[START]

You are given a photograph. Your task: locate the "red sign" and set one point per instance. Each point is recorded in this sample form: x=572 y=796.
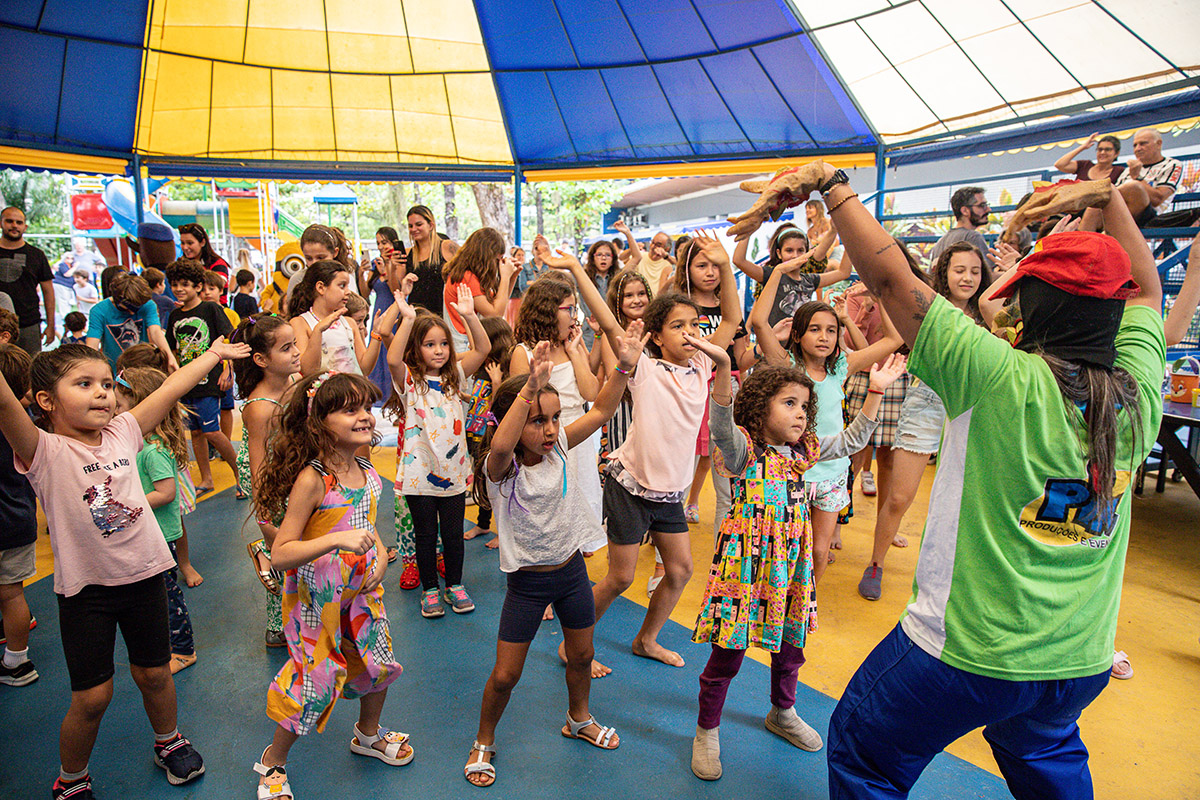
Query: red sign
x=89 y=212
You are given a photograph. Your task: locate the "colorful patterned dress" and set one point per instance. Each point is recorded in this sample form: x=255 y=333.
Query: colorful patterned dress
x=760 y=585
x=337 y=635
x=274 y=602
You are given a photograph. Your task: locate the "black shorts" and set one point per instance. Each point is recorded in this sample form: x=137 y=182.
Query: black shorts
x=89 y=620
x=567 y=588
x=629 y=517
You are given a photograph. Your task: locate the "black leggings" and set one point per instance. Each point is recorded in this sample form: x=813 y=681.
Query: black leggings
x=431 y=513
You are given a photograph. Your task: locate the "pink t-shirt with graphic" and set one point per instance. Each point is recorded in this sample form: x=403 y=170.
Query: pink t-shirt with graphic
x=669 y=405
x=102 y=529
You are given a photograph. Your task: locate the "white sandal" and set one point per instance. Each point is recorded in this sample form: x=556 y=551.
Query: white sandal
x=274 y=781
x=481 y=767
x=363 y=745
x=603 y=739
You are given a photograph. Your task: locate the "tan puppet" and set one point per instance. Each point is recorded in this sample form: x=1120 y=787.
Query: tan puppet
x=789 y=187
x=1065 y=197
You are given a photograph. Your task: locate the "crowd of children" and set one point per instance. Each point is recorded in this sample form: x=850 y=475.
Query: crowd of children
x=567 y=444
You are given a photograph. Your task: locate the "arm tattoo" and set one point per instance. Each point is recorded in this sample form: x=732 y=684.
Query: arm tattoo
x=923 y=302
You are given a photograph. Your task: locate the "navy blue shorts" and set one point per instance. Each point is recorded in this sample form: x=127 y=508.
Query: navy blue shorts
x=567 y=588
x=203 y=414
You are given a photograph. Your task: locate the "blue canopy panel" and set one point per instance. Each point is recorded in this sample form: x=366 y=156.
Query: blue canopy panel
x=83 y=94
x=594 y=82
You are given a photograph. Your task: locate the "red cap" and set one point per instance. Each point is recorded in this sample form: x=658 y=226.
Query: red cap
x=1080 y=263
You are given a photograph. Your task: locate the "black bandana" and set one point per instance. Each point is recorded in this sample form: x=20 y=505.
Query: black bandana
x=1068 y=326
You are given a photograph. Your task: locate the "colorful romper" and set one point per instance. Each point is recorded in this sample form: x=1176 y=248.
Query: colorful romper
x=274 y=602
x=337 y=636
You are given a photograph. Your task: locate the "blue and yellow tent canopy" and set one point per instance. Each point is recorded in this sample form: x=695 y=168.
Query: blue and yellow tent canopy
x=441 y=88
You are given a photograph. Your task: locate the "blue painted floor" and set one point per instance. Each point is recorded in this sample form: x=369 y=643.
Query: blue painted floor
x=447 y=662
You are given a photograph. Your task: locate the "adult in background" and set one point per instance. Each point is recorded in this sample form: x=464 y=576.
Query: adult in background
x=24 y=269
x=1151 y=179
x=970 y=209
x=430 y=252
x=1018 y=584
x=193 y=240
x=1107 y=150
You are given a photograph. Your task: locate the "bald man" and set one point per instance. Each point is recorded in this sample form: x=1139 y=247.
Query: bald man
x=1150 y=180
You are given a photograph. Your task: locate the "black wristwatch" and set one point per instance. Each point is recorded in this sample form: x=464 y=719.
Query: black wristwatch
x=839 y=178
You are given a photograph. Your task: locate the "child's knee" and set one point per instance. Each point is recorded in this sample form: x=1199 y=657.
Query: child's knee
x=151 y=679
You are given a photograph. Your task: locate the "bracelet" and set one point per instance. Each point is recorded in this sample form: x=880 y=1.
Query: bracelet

[END]

→ **Exercise aim**
Convert every entry above into a numbered list, skipping blank lines. Leave the pictures out.

→ **Response to the task**
1. You are given a photograph. Your task: locate the "red sign" and set one point per instance. Each point is recorded in this sample form: x=572 y=796.
2. Query: red sign
3. x=89 y=212
4. You are given a photograph. Your task: locate the "colorful patterned dress" and set one point per instance. Each point is recorded in this sample form: x=255 y=333.
5. Query: colorful patterned dress
6. x=760 y=585
7. x=337 y=635
8. x=274 y=602
9. You are given a photograph. Your task: locate the "black shorts" and set one point per instance. Each point is recorded in this sample form: x=137 y=182.
10. Query: black shorts
11. x=89 y=620
12. x=567 y=588
13. x=629 y=517
14. You are given a photograph. Your task: locate the "black leggings" and set one point per instance. Each point is recorded in this sample form: x=813 y=681.
15. Query: black leggings
16. x=431 y=513
17. You are given a photograph. Your task: locate the "pink t-shirt with graphic" and set one point per instance. Each point is recorded in this sample form: x=403 y=170.
18. Query: pink t-shirt with graphic
19. x=669 y=405
20. x=102 y=529
21. You are given a photograph. Your task: locate the "white sandal" and set one point per instance. Each point is recorded in this sample form: x=556 y=551.
22. Query: white sandal
23. x=274 y=781
24. x=481 y=767
25. x=363 y=745
26. x=603 y=739
27. You are given a photograph. Your task: locate the "tan puppet" and set one point per instance. Each point is recorded in this sample form: x=1120 y=787.
28. Query: tan puppet
29. x=789 y=187
30. x=1065 y=197
31. You are given a photograph. Your task: locate the "crowd of children" and set one point per instance. Each point is recorded in this sample form: x=850 y=475.
32. Query: crowd of children
33. x=567 y=444
34. You are given a photograph. Your task: locate the "arm tattoo" and set one point per instance. Each point is recorded in this sample form: x=732 y=684.
35. Query: arm tattoo
36. x=923 y=302
37. You are given a photograph. Your task: locate the "navy blue shorts" and set one point per instance. Each point is recorded in this sample form: x=127 y=508.
38. Query: navy blue shorts
39. x=567 y=588
40. x=203 y=414
41. You are given a photograph. Your task: locate the "blue canopy panel" and set one point per instance. Each point is recorded in this sample form: x=366 y=156.
42. Query: blue canopy panel
43. x=83 y=94
44. x=594 y=82
45. You are given a photograph. Your task: locate the "red cap" and set one point per instance. Each point is recorded in this sample form: x=658 y=226.
46. Query: red cap
47. x=1080 y=263
48. You are given a photograph. Your task: locate the "black bandana" and set one point per instance. Each point is recorded in this sample form: x=20 y=505.
49. Query: black bandana
50. x=1068 y=326
51. You are given a photograph. Your task: locate the "colorful romper" and set one point per instance. Each point is recorded in this sample form: x=1176 y=248.
52. Query: colorful romper
53. x=274 y=602
54. x=337 y=636
55. You are given a photograph. Your task: locate the "blue and yellow tent canopy" and set one point per instance. Each point is recorded in this sample form: x=695 y=168.
56. Query: blue and yellow tent canopy
57. x=441 y=88
58. You are given a photograph. Your task: locate the "blue painted floor" and set one point per instance. Each point is recorded in this sample form: x=369 y=643.
59. Query: blue painted floor
60. x=447 y=662
61. You are given a photograph. Your task: locate the "adult in background" and set one point per instance. Each point is recorded in this sample form: x=464 y=576.
62. Query: adult in background
63. x=24 y=269
64. x=1151 y=179
65. x=970 y=209
66. x=430 y=252
67. x=1018 y=584
68. x=193 y=240
69. x=1107 y=150
70. You are given a photograph. Your task: locate the "bald man" and set one point per instance. Each point is recorded in this sample form: x=1139 y=247.
71. Query: bald man
72. x=1150 y=180
73. You are given a photograph. Your task: locate the "black wristwatch" and set one point per instance. Each point is recorded in this sample form: x=464 y=719.
74. Query: black wristwatch
75. x=839 y=178
76. You are given a photograph. Your task: locate the "child's knee" and set one point per instance. Each point is recorded in this sample form: x=1199 y=657.
77. Query: child's knee
78. x=151 y=679
79. You are given a photograph. Your task: locate the "bracelet" and set one point per instance. Each point is recorded in this sample form: x=880 y=1.
80. Query: bracelet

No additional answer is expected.